## EXCERPTED RECORDS
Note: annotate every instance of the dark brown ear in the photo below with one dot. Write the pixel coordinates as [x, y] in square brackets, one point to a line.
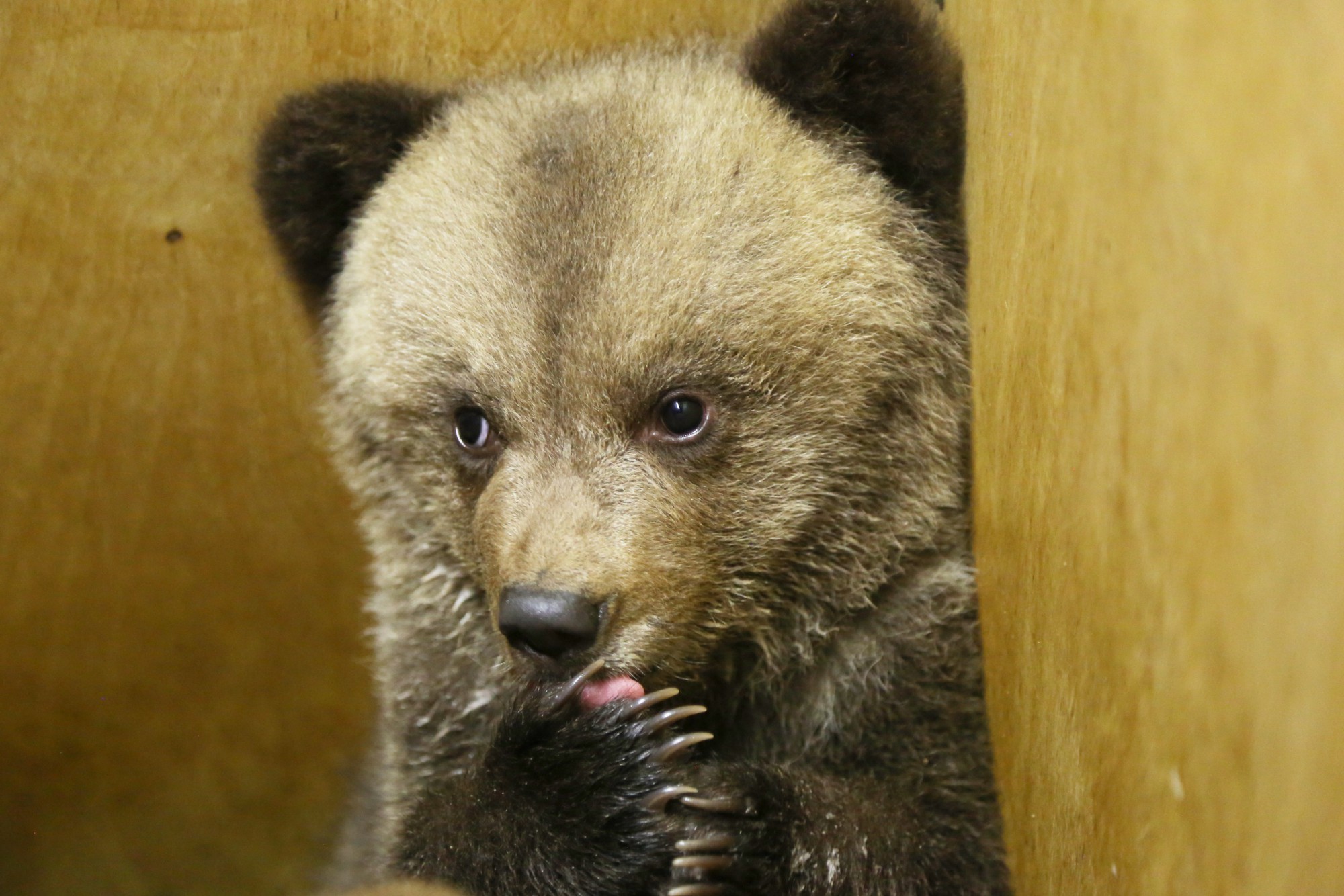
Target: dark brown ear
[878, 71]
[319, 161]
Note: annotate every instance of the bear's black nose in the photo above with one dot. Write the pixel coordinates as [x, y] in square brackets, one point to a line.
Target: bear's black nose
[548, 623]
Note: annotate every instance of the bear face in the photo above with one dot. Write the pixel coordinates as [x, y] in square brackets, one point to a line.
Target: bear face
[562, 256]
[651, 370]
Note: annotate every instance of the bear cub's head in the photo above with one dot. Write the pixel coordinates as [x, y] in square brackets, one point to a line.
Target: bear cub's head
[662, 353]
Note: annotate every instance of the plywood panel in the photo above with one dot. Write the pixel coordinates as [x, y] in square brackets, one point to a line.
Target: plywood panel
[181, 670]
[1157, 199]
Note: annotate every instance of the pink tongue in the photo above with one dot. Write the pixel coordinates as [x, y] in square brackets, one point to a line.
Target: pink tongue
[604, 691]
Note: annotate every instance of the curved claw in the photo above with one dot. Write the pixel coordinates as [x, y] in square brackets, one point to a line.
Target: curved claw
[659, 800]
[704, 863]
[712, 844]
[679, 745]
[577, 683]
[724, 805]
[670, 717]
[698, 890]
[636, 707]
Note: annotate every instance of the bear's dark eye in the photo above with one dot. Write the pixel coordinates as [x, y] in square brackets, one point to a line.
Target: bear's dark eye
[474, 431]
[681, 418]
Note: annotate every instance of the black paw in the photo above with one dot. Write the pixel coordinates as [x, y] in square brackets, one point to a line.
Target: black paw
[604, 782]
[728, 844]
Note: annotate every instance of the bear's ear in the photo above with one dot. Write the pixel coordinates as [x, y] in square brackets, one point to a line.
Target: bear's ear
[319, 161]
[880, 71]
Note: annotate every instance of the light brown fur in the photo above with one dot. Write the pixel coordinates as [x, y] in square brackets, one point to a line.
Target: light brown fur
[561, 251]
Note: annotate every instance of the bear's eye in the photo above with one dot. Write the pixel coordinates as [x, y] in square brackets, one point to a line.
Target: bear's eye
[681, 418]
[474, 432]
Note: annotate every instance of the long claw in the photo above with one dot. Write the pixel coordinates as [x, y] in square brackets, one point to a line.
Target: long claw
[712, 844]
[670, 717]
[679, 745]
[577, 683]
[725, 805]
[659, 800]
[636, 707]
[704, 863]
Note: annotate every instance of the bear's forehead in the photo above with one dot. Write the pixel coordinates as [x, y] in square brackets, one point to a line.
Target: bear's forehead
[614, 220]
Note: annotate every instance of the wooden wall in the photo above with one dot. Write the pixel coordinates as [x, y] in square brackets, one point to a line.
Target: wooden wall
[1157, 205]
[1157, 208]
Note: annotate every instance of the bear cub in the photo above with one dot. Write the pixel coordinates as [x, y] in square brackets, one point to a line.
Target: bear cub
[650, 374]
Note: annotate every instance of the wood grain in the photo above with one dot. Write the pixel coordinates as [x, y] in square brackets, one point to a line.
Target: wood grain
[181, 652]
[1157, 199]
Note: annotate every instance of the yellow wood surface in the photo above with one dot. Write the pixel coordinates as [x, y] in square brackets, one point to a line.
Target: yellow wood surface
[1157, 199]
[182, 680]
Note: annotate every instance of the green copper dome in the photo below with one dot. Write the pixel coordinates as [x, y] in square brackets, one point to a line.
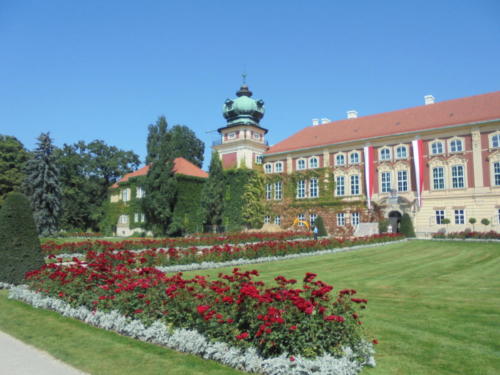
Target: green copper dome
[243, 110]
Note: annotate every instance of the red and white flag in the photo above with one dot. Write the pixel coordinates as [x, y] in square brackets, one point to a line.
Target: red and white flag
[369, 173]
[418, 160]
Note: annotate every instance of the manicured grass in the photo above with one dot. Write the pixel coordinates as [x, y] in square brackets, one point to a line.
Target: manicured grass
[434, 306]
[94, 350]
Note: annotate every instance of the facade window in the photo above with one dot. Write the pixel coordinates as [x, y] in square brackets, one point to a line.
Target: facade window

## PROBLEM REQUIREMENTS
Copy all of the items above word for word, leaving out the pictures.

## RESPONSE FOR THIS EXERCISE
Note: annotate every instance of the dark brown ear in the photo below with one dot. Write the pixel coordinates as [x, y] in square brackets, one point to a line.
Target: dark brown ear
[878, 71]
[319, 161]
Note: annotate every instance of the bear's black nose in the photo above with one dot. Write the pixel coordinates as [x, y] in square brackets, one point to a line.
Target: bear's black nose
[548, 623]
Note: annotate every instance of the bear face in the photo above with one dot. Write the pixel coordinates as [x, y] in square brackets, one point to a line.
Target: bear face
[562, 256]
[651, 370]
Note: annotate every instance of the bear cub's head in the photo above with one dot. Write the pixel coordinates as [x, y] in square brackets, one point to a line.
Target: bear cub's head
[662, 353]
Note: annotate every instance of the plywood panel in the photo above with one dot. Write the pixel coordinates as [x, y] in square brackets, one point to a line.
Target: plywood panel
[181, 670]
[1157, 199]
Note: annotate every instance of the pink tongue in the photo above with one dot. Write the pixel coordinates as [x, y] in square brackets, one point to a line.
Target: pink tongue
[604, 691]
Note: annotate every instance of the curved claw in the photo above with one dot. Write the pixel coordinates as [x, y] in square brackets, one point to a line.
Target: curved claw
[659, 800]
[704, 863]
[712, 844]
[679, 745]
[577, 683]
[724, 805]
[670, 717]
[698, 890]
[636, 707]
Note: annotate every instance of the bear's dark eye in the photo above with one dot. Write the pixel coordinates as [x, y] in square brackets, one point to a line.
Target: bear's dark eye
[474, 431]
[681, 418]
Note: annotate every instance of the black paw in the photo above with one dot. Write the pixel coordinates as [x, y] in square brackets, one point to a line.
Target: black paw
[604, 782]
[728, 844]
Note: annotate every instance of the bear's ear in the photo above with one dot. Write the pixel coordinates as [x, y] in square brackets, one point to a line.
Target: bear's ear
[319, 161]
[880, 71]
Note: annotate every instance of the light brown fur in the photo above with one dot. Write the pixel coordinates as [x, y] in square brackets, one point to a line.
Target: light brown fur
[561, 251]
Note: annotate every instance of the bear's eye in the photo above with one dot. Write the pixel coordinates as [x, y] in square brackets, one point to a line.
Target: bear's eye
[681, 418]
[474, 432]
Note: annotate every instance of the long claw in the photo above with one dot. Write the pixel coordinates as [x, y] in square brackets, one point to a line.
Target: long claw
[712, 844]
[670, 717]
[679, 745]
[577, 683]
[725, 805]
[659, 800]
[636, 707]
[704, 863]
Note: annotate every instance of the bear's forehead in the photo above with one dot. Write the pixel coordinates as [x, y] in square brackets, one point to a line.
Target: bear's forehead
[614, 220]
Note: annotate every instance of the wooden wall in the photo above with one dot. Write the pixel coordinates as [x, y] in square brackets, one point to a line.
Target: wooden wall
[1157, 205]
[1157, 208]
Note: annotate every instance of the bear cub in the photo above with one dot. Write the pixel coordinates as [x, y] in square brackets, one point to a line.
Target: bear cub
[650, 374]
Note: annotate every instance of the wood grain in the photo above with one dot. Write the pixel coordinates as [x, y] in square brackets, one point to a line.
Target: wood grain
[181, 652]
[1157, 199]
Note: annotate every instance of the yellow wood surface in the photo above with one dot. Write the pixel coordinates as [x, y] in square brackets, one point to a line.
Target: yellow wood surface
[1157, 199]
[182, 680]
Note: annotate every instance of the green copper dome in the photo below with one dot. Write the pixel coordinates as [x, y] in square brackets, one point to a line.
Target: green copper dome
[243, 110]
Note: annotate every instance of the red and white flag in the photo above with one dot. Write the pixel coordinates as [x, y] in square brackets, one point to a line.
Target: red and white flag
[369, 173]
[418, 160]
Note: annotate every instance of the manicured grass in the photo above with one dot. Write the pixel coordinates as [x, y] in square brackets, one point to a line.
Target: manicured grass
[434, 306]
[94, 350]
Note: annotate every instance of the facade window in the photo above with one dot. Write the pixel coordinates as [x, y] in square brackets, one point to a line.
Target: facade window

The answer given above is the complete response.